● **Assignment**
Each line of the records that holds the word "shape" should be copied out.

Saved entries:
[Start of section]

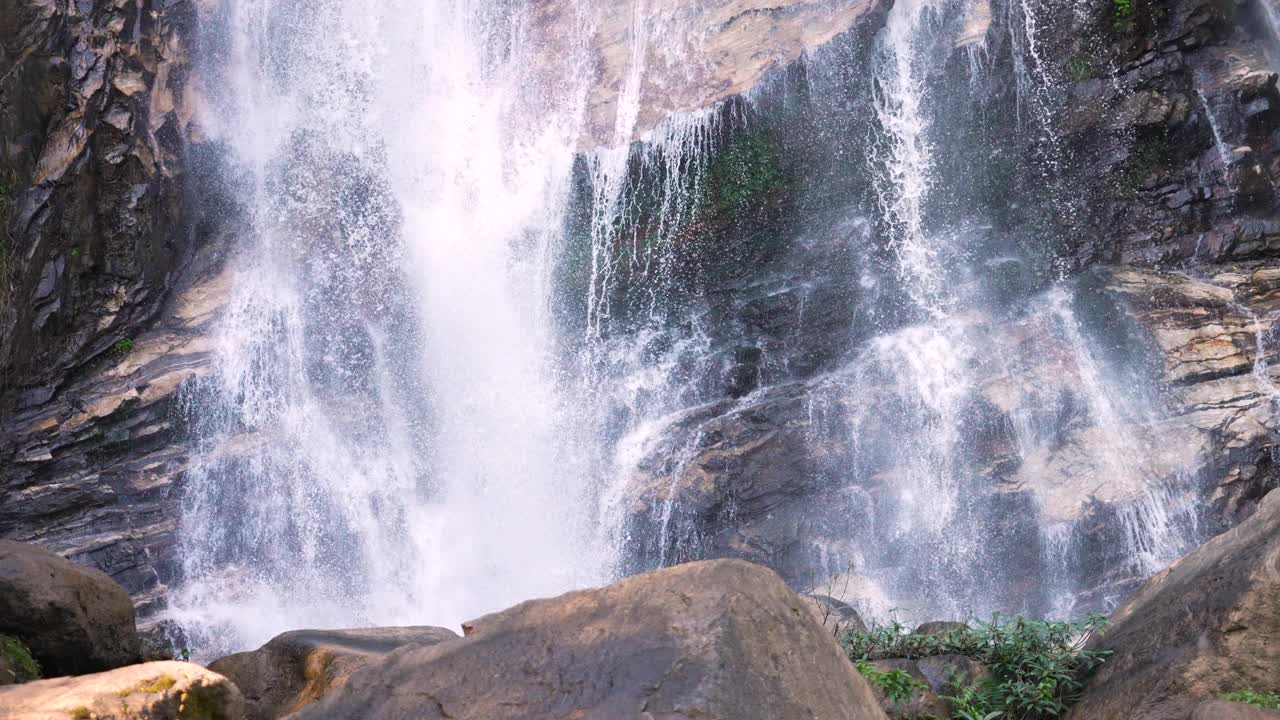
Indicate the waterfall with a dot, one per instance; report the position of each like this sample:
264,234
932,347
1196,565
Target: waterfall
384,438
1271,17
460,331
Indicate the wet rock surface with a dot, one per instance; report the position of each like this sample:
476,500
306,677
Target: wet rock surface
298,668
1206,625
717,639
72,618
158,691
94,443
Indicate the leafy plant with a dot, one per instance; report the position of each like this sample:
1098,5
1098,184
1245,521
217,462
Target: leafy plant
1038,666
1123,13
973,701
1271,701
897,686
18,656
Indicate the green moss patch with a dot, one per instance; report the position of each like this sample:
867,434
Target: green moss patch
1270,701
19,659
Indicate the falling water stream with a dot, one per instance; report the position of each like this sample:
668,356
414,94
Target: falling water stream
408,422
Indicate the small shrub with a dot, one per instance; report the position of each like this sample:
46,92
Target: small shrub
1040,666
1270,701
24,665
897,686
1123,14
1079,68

[End of section]
[Start of section]

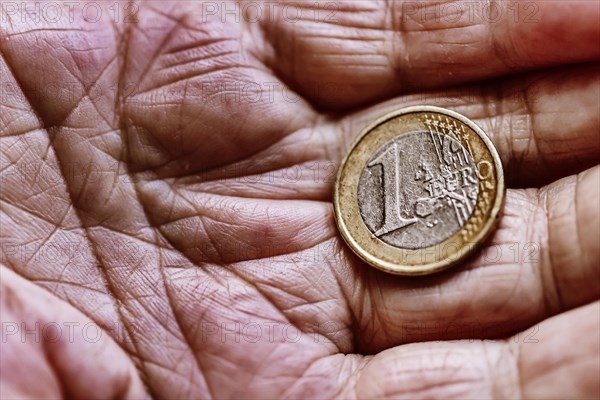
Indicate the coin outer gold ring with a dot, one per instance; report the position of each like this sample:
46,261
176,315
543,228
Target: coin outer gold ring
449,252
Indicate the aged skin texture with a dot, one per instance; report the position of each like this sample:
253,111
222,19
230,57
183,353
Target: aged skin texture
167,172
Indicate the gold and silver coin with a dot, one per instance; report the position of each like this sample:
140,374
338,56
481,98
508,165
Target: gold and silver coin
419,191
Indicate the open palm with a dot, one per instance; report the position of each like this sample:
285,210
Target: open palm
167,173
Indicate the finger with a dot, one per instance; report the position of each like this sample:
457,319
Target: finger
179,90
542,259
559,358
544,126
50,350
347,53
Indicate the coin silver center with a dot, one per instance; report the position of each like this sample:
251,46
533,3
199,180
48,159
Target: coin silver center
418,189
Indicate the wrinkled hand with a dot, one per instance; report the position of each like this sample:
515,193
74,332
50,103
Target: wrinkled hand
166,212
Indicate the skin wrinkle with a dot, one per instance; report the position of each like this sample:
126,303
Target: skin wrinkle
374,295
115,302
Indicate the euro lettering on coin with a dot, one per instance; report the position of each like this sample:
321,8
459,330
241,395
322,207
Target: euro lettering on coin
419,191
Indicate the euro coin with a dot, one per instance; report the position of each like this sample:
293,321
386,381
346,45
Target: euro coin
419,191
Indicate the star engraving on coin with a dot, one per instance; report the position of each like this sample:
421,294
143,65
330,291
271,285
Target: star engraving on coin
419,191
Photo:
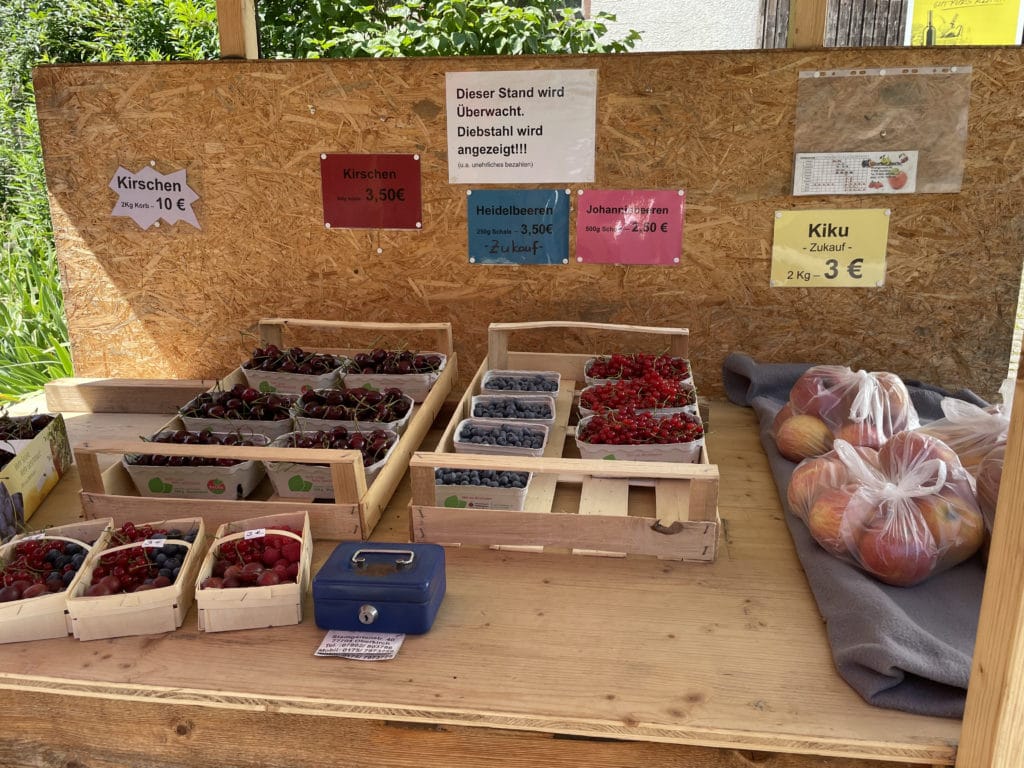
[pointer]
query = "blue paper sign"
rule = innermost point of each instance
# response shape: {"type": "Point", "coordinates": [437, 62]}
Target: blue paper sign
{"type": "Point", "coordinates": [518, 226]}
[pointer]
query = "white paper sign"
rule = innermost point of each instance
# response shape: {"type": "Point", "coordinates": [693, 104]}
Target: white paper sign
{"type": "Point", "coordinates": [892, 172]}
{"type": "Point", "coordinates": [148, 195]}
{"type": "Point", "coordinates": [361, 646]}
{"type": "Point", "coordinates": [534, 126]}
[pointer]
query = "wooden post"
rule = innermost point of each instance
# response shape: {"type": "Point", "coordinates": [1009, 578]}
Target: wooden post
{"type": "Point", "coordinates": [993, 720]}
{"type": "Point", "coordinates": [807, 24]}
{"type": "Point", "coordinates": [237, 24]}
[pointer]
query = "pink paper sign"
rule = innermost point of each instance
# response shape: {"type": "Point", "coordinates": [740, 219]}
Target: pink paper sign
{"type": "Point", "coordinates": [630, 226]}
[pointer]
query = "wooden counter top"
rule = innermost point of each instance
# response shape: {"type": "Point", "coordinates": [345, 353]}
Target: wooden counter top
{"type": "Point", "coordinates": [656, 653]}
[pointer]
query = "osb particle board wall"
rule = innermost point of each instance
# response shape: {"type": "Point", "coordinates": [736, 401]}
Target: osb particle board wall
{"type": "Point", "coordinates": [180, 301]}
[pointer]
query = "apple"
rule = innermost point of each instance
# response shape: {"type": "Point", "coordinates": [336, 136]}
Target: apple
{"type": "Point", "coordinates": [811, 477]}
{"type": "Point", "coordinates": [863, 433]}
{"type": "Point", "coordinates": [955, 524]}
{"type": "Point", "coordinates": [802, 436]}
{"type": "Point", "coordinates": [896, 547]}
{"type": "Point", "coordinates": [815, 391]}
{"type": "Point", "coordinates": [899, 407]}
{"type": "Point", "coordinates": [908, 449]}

[End of section]

● **Result of the task**
# response shape: {"type": "Point", "coordinates": [437, 62]}
# response shape: {"type": "Point", "coordinates": [693, 104]}
# response shape: {"type": "Point", "coordinates": [1009, 578]}
# response shape: {"type": "Point", "coordinates": [740, 219]}
# response shape: {"type": "Point", "coordinates": [345, 353]}
# response shape: {"type": "Point", "coordinates": [736, 401]}
# response shape: {"type": "Point", "coordinates": [336, 136]}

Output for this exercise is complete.